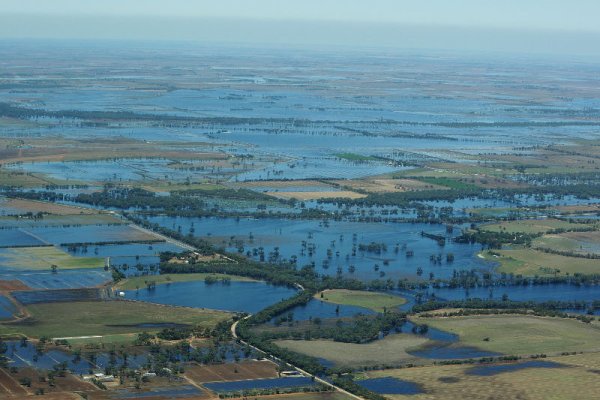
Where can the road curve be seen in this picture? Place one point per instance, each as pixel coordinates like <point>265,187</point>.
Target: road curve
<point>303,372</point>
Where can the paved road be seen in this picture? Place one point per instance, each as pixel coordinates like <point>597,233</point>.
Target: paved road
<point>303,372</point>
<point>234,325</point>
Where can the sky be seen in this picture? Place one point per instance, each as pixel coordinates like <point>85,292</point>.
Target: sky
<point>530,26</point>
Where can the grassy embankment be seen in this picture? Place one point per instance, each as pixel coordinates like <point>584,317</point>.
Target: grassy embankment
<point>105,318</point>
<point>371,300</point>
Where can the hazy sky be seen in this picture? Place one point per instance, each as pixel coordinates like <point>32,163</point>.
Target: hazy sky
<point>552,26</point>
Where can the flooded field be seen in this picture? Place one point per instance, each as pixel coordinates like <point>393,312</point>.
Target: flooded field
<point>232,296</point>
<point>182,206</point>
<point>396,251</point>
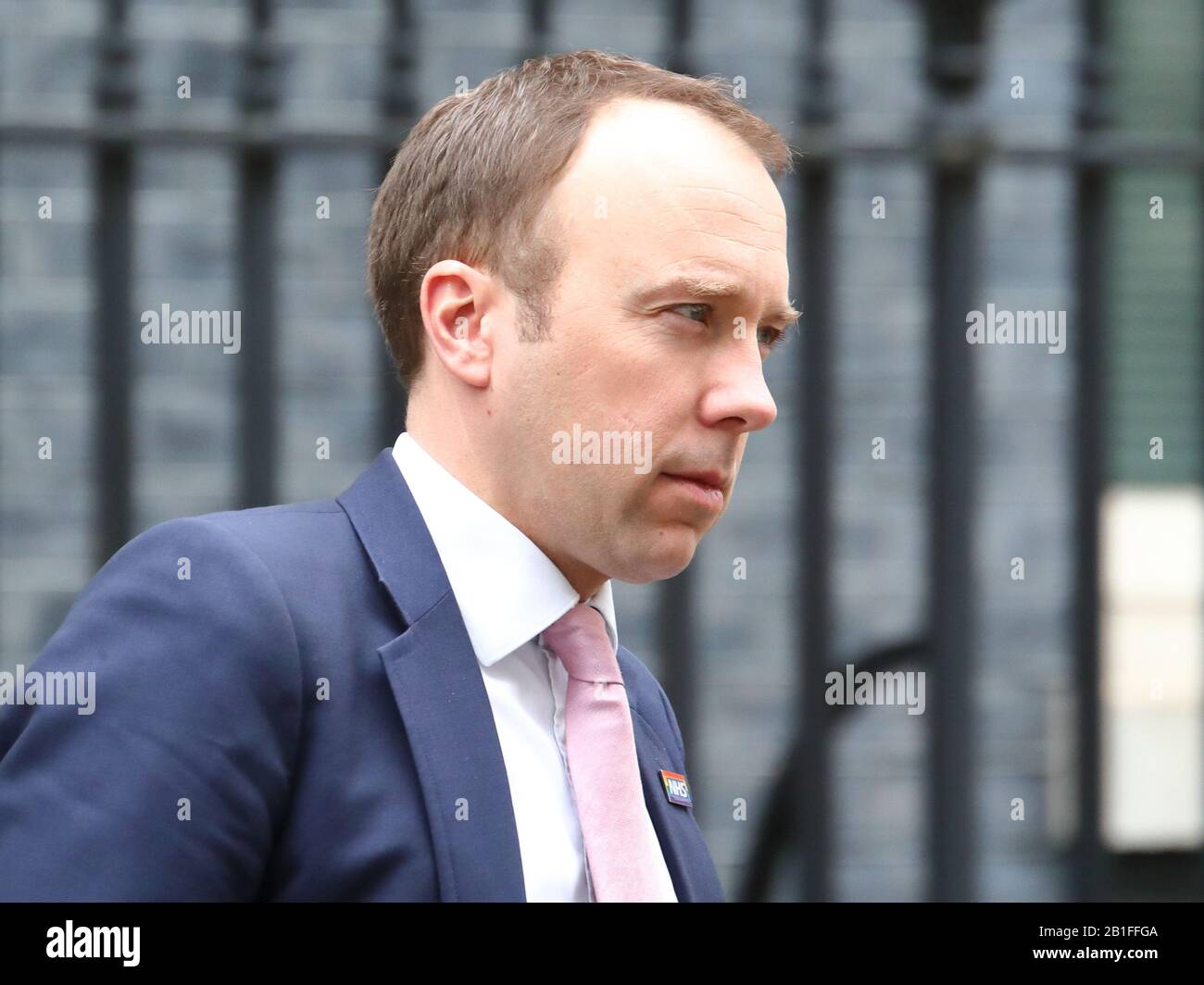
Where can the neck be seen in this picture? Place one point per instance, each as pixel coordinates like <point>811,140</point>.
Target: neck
+--
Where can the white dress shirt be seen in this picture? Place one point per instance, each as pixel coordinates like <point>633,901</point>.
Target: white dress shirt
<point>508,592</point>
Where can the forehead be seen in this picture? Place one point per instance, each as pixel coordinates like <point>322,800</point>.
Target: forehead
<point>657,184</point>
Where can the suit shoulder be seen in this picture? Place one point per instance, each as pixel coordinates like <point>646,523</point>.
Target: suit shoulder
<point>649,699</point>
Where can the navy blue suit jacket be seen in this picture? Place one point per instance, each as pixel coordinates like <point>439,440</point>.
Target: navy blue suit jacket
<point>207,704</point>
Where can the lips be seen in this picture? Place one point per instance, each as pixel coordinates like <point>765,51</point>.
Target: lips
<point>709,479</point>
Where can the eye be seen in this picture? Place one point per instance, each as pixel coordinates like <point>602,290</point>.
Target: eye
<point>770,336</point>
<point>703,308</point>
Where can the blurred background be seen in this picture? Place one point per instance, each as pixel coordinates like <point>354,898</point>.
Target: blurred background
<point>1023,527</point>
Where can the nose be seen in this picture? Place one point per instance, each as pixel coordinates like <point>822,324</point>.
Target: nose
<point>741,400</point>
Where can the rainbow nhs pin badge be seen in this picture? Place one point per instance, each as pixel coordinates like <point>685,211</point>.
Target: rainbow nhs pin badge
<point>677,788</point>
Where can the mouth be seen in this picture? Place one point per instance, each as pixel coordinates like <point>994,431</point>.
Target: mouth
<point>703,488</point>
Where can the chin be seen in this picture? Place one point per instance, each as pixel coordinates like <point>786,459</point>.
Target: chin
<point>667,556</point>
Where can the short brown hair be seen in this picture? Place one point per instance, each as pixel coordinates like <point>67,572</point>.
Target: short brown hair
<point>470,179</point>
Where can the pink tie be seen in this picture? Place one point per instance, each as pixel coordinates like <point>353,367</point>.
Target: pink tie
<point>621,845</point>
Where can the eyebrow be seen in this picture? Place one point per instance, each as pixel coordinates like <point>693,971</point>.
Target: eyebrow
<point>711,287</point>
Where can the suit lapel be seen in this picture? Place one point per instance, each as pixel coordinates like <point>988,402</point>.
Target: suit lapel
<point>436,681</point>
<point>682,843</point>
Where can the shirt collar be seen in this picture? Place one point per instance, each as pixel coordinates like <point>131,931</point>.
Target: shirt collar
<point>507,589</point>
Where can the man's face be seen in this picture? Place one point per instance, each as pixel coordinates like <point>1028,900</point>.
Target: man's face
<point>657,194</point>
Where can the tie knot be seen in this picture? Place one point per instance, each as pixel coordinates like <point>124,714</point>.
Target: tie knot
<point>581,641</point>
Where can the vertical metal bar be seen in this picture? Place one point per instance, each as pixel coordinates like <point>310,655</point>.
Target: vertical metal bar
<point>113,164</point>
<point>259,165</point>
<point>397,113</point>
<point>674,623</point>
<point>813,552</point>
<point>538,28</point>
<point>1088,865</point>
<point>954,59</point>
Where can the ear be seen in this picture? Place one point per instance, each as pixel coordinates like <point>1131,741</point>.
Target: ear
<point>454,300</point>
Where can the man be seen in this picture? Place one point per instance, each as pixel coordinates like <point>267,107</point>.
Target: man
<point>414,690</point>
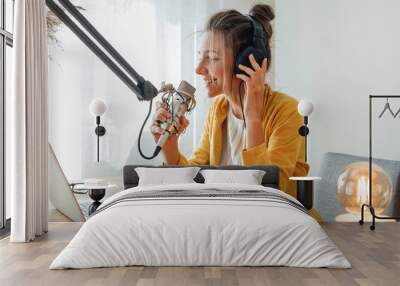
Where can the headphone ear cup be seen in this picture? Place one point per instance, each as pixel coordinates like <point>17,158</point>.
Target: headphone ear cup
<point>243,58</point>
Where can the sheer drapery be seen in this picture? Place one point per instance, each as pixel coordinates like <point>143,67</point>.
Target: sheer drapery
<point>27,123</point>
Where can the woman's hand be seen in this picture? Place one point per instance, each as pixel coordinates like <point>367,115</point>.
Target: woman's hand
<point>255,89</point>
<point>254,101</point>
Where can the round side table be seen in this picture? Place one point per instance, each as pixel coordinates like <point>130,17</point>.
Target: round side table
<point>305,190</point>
+--
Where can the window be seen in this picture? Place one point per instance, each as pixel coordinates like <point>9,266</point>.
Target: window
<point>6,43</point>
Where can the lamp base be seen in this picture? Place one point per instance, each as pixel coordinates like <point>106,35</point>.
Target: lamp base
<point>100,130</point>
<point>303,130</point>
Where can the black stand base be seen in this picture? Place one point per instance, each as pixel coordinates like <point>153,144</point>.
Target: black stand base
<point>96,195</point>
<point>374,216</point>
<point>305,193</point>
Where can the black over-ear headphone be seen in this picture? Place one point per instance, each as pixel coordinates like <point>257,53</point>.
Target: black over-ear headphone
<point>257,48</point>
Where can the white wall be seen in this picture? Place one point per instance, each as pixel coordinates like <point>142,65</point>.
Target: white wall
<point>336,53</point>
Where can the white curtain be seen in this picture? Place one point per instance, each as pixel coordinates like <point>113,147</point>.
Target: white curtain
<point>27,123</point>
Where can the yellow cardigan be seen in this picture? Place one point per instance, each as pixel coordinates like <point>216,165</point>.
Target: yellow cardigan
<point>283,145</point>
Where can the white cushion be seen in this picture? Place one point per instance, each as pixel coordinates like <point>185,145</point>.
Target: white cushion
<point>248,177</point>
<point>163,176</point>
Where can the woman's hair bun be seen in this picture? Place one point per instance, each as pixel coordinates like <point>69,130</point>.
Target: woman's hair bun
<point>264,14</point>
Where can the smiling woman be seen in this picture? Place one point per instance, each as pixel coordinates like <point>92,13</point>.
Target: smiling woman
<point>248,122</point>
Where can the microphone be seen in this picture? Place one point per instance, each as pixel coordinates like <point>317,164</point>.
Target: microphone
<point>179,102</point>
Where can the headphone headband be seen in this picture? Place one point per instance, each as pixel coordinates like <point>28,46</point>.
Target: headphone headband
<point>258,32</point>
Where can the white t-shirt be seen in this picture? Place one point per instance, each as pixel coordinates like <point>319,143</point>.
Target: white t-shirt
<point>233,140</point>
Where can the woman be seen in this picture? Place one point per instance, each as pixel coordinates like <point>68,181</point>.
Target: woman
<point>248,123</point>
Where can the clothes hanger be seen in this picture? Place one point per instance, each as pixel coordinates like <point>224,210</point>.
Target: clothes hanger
+--
WHAT TO PRODUCE:
Output, from the data above, the lines from the line with "Where can the woman's hair" to the line with "Target: clothes hanger" exactly as they stand, both ends included and nothing else.

RESPONSE FOR THIS EXERCISE:
Where can the woman's hair bun be seen in this picture? Place one point per instance, each as pixel coordinates like <point>69,130</point>.
Target: woman's hair bun
<point>264,14</point>
Where can the smiling woman be seen in this picture? Place one point per instance, each as pixel coordinates like <point>92,13</point>.
Target: smiling woman
<point>248,122</point>
Where can the microphone be seen in this picture? Place one point per instance, each as pixel coordinates like <point>317,164</point>.
Target: microphone
<point>179,102</point>
Where can the headphone headband be seen in this picture? Place one point per instance, each as pixel coordinates like <point>28,46</point>.
Target: headphone headband
<point>258,32</point>
Where can the white t-shirt be seen in this picture? Place one point per instance, each as pixel coordinates like <point>319,143</point>.
Target: white t-shirt
<point>233,140</point>
Where can the woman be seen in this picture? Place one point per instance, each as pixel coordinates like <point>68,181</point>.
Target: woman
<point>248,123</point>
Where can the clothes hanger be seen in this picture? Place one point per instance, each as pixel coordinates like <point>224,210</point>.
Target: clothes hanger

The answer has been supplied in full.